*Supplied passage*:
** start **

2. The apparatus of claim 1, further comprising: a blending
apparatus, for ensuring that said beads and dough are stored in
amounts in accord with a pre-determined proportion.
3. The apparatus of claim 1, wherein said bead mechanism further
comprises: a freezing chamber, containing LN2 a drip mechanism; and
an auger for transporting said frozen beads upwards from the bottom
of the freezing chamber.
4. The apparatus of claim 3, wherein said drip mechanism is a tray
with apertures of a predetermined size, chosen according to the
composition of the ice cream mix being dripped therethrough.
5. The apparatus of claim 1, further comprising: a container, for
receiving the output of said volumetric bagger.
6. (canceled)
7. The apparatus of claim 1, wherein said beads are dairy based and
comprise cream, milk, butter, or eggs.
8. The apparatus of claim 1, wherein said shapes are cubes,
triangles, or hearts.
9.-31. (canceled)
32. An apparatus for combining beaded ice cream and cookie dough,
comprising: a bead mechanism configured to cryogenically
manufacture beads of ice cream; a dough mechanism configured to
supply shapes of dough, wherein the dough mechanism is further
configured to supply the shapes of dough at a predetermined
temperature; a blending apparatus configured to receive the beads
of ice cream and the shapes of dough generate a combination of the
beads of ice cream and the shapes of dough at the predetermined
temperature; and a volumetric bagger, for measuring and then
storing the combination as blended.
33. The apparatus of claim 32, wherein the predetermined
temperature is about 0.degree. F.
34. The apparatus of claim 32, wherein the predetermined
temperature is room temperature.
Description
CROSS-REFERENCE TO RELATED APPLICATIONS
[0001] This application is a continuation, and claims priority, of
U.S. patent application Ser. No. 10/947,030 filed Sep. 22, 2004
which claims priority to U.S. Provisional Patent Application No.
60/504,832, which was filed on Sep. 22, 2003, the disclosures of
which are hereby incorporated by reference in their entirety.
FIELD OF THE INVENTION
[0002] This invention relates generally to manufacturing a product
which combines beaded ice cream and cookie dough.
BACKGROUND OF THE INVENTION
[0003] Food products such as ice cream have been marketed in a
variety of contexts. Because ice cream is such a lucrative market,
manufacturers are always seeking a new market niche. Consequently,
an ice cream product which is unique and tastes good while
combining popular flavors is desired.
BRIEF SUMMARY OF THE INVENTION
[0004] This invention has as its primary objective a method and
apparatus for combining beaded ice cream with dough shapes. A
further objective of the present invention is to achieve this
combination in a variety of percentages of both ingredients, and to
do so in a way that can be reliably and accurately reproduced.

** end **

*Entries shown*:

** start **

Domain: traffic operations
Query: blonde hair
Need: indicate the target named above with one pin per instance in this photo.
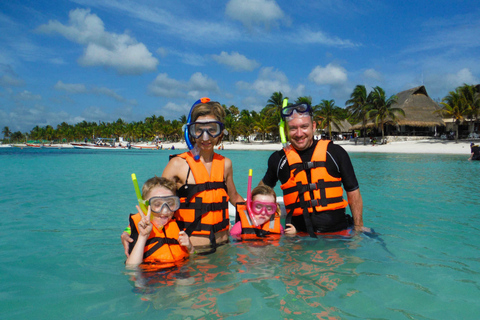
(158, 182)
(210, 108)
(264, 190)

** end **

*Task set*:
A. Render the listing below the ice cream patent excerpt as a two-column CSV with the headers text and answer, one row per entry. Put each field in double quotes, turn line breaks into spaces, and leave the pictures out.
B. Carry the ice cream and cookie dough patent excerpt on from where it stops.

*Task results*:
A.
text,answer
"Domain: traffic operations Query: blonde hair Need: indicate the target named above with one pin per instance in this photo.","(158, 182) (210, 108) (264, 190)"

B.
[0005] These and other objects and advantages of the invention will
become readily apparent as the following description is read in
conjunction with the accompanying drawings and claims.
BRIEF DESCRIPTION OF THE DRAWINGS
[0006] FIG. 1 shows a plan view of the present invention.
DETAILED DESCRIPTION OF THE PREFERRED EMBODIMENTS
[0007] FIG. 1 shows an apparatus 100 that may be utilized to
produce free-flowing, frozen alimentary dairy products in
accordance with the method of the present invention. It should be
recognized that this apparatus 100 is merely being described as an
example of one type of apparatus designed for this purpose. Other
designs may, of course, be utilized in accordance with the present
method to produce the free-flowing, frozen alimentary dairy
product.
[0008] As shown in FIG. 1, the apparatus 100 includes a beading
mechanism 10 and a dough mechanism 60, both of which output food
products to a bagging mechanism 70. Specifically, the beading
mechanism produces beads B, while the dough mechanism contains
shapes S that may have been produced elsewhere. The beads B and
shapes S are combined and bagged by the bagging mechanism 70.
[0009] The beading mechanism 10 includes a freezing chamber 12
having an inner wall 14 and outer wall 16. Preferably, both the
walls are constructed of stainless steel to provide both strength
and corrosion resistance. A thick layer of thermal insulating
material 18 is provided between the walls to improve the efficiency
of the freezing chamber by reducing the thermal transfer through
the walls 14, 16 between the interior of the chamber 12 and the
ambient environment.
[0010] The chamber 12 is chilled by the direct addition of
refrigerant from a refrigerant source 20 through the delivery line
22. A number of different refrigerants can be utilized although
liquid nitrogen is preferred. This material is readily available,
relatively inexpensive and relatively inert to food products. It is
also sufficiently cold to provide for relatively rapid freezing of
the product. As such, it is particularly adapted for utilization in
the processing of free-flowing, alimentary dairy products in
accordance with the present invention.
[0011] The temperature of the freezing chamber as well as the level
of liquid refrigerant is maintained within a specified range
through the utilization of a temperature control means 24 such as a
thermostat. More specifically, the temperature control means 24 may
be connected to a thermocouple 26. The thermocouple 26 is
positioned to extend into the freezing chamber 12 at a selected
height between, for example, 4 to 18 inches above the bottom of the
chamber to sense the temperature within the chamber. Where, for
example, liquid nitrogen (LN2) is utilized as the refrigerant, the
thermostat is set to maintain the temperature within the chamber 12
at the thermocouple 26 between approximately -300 to -320 degrees
F. The positioning of the thermocouple 26 some 4 to 18 inches above
the bottom of the chamber 12 provides the necessary reservoir of
refrigerant to quick freeze the droplets of the alimentary
composition. The ultra-low temperature of the refrigerant limits
the formation of ice crystals in the beads B as they are frozen. By
reducing the overall size of the ice crystals being formed, the
resulting frozen product has a richer, creamier texture and
exhibits a better, overall flavor.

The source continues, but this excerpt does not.